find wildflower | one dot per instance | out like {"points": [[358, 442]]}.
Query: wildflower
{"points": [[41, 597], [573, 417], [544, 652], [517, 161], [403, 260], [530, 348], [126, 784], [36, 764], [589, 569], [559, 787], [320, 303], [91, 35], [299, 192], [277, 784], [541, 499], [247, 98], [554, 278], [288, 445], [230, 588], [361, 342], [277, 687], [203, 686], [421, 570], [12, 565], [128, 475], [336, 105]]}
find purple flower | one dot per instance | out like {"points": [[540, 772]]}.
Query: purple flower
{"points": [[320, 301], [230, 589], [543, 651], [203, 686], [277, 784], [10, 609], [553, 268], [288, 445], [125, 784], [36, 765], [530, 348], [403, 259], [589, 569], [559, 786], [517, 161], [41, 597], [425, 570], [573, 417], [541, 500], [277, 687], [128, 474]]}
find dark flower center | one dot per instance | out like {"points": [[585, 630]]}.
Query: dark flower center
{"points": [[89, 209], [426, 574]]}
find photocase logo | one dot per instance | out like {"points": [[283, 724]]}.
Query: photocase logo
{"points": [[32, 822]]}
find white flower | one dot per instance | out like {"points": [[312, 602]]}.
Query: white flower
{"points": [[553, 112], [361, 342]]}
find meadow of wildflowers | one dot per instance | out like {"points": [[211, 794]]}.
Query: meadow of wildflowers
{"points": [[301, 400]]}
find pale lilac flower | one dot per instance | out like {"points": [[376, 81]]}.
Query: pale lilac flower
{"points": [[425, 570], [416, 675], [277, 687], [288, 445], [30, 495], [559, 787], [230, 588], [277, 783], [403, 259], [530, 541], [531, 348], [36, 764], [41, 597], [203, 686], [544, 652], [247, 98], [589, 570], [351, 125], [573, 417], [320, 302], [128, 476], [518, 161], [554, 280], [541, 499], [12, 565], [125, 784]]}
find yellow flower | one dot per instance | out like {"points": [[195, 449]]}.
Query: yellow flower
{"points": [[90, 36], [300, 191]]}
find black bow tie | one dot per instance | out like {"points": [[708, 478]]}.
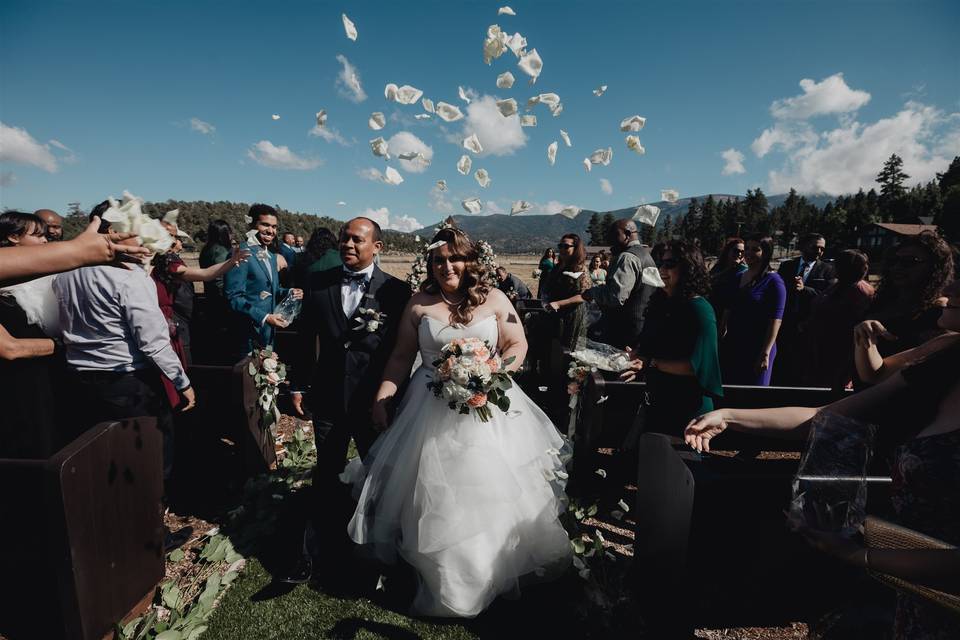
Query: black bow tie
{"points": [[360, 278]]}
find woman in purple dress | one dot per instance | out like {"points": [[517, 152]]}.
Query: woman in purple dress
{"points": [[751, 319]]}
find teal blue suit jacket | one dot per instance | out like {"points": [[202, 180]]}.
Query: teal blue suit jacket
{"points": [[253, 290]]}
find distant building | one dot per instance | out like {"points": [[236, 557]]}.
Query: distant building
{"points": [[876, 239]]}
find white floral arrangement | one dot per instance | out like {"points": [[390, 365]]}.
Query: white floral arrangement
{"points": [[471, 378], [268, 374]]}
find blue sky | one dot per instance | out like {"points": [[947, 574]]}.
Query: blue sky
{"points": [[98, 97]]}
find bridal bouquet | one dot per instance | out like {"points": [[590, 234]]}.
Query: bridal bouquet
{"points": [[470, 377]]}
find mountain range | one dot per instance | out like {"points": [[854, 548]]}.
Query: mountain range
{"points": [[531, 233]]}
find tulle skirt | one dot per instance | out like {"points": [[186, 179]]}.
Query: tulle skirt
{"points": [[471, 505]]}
==
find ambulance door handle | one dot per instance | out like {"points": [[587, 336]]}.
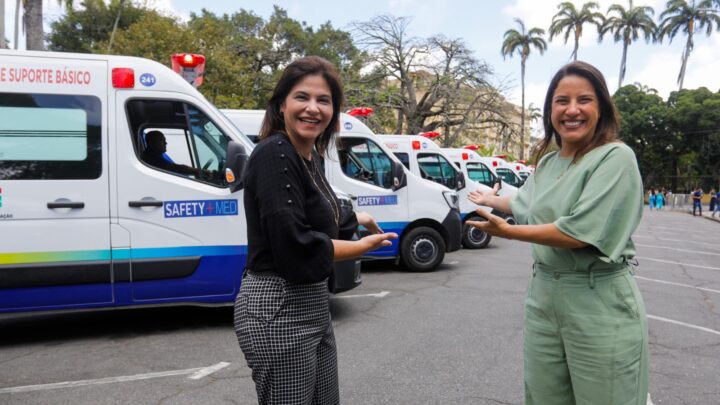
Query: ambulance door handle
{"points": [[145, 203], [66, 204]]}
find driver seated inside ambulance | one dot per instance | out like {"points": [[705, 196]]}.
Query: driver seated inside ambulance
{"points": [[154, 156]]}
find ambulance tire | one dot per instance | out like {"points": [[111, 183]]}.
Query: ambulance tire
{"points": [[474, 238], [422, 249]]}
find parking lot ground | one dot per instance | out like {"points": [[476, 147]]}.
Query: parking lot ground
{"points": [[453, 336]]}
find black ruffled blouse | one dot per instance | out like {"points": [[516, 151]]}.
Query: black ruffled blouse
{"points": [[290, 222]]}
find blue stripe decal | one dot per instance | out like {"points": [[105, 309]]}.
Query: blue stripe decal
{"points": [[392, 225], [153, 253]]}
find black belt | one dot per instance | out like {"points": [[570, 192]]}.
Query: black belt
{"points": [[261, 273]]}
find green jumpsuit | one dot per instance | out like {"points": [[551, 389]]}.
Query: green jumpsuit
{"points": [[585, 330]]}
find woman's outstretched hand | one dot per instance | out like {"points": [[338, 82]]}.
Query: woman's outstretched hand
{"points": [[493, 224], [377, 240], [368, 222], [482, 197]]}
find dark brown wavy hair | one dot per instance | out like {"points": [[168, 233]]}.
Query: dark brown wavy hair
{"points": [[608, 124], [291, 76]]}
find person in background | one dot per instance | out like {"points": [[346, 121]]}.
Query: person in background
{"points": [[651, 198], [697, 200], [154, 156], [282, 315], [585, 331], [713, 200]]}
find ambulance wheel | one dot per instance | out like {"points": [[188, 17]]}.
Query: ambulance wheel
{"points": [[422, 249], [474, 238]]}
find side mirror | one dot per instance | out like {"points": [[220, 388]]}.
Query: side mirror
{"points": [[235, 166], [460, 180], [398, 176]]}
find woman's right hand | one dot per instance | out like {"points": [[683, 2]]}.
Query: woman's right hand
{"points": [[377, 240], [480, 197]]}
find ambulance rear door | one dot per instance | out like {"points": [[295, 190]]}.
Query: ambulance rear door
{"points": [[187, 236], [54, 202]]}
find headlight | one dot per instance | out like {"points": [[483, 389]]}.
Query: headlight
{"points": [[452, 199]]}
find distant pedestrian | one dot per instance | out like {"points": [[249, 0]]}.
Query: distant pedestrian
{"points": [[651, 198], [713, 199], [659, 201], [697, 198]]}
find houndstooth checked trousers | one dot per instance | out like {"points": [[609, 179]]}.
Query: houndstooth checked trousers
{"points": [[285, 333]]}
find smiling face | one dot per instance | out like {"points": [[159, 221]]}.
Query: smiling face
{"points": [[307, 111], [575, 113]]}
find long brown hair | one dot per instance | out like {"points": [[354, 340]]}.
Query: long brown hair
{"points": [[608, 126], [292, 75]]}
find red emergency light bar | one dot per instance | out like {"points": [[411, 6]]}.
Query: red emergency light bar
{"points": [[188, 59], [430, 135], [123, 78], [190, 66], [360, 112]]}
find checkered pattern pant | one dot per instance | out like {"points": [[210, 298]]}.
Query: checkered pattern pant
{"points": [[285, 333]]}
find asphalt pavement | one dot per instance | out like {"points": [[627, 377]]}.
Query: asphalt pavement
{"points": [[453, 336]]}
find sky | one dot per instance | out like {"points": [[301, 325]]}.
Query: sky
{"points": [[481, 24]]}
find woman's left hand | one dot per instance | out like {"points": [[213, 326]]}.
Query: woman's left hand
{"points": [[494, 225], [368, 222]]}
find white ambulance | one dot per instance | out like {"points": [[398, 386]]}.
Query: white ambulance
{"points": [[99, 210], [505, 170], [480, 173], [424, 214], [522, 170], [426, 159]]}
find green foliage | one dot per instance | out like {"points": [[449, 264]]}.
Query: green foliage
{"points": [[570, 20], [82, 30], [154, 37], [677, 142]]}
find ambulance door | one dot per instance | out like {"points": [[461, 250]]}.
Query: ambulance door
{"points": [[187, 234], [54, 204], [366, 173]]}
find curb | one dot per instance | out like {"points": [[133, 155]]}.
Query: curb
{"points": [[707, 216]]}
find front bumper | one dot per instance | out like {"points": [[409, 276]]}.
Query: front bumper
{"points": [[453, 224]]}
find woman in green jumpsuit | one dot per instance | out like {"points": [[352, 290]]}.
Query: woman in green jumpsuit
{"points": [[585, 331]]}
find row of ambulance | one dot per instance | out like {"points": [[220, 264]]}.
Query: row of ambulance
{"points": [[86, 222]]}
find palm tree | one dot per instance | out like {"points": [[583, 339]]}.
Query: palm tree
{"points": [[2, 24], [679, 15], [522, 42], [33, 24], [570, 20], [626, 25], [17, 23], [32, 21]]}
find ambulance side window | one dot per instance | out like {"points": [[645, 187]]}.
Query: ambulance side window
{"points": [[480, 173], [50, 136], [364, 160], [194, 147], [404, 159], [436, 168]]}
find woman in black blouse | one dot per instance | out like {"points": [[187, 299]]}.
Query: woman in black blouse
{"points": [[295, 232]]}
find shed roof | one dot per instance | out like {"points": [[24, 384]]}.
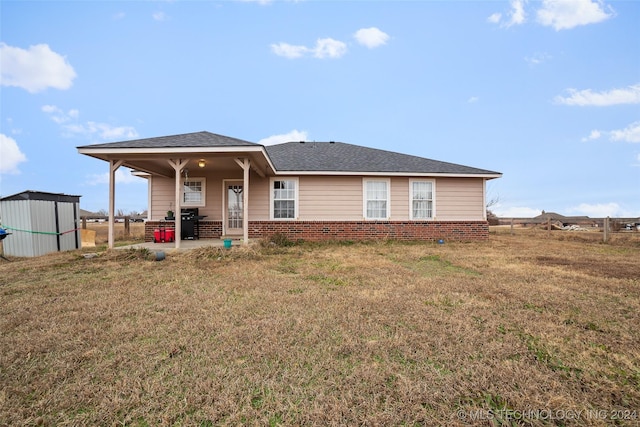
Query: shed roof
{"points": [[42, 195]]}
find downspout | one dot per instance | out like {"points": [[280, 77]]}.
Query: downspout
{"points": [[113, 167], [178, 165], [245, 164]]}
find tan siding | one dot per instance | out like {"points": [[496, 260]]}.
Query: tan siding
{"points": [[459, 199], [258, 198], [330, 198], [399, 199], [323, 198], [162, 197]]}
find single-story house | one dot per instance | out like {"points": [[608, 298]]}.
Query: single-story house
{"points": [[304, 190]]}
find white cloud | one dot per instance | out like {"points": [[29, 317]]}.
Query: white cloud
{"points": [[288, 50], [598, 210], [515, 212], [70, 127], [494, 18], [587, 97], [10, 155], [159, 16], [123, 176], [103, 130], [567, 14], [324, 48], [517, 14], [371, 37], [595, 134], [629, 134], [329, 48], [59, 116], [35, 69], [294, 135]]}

# [Stated task]
Collect every line of the data above that contains the word "palm".

# [Expected output]
find palm tree | one dot per instance | out like {"points": [[583, 339]]}.
Query: palm tree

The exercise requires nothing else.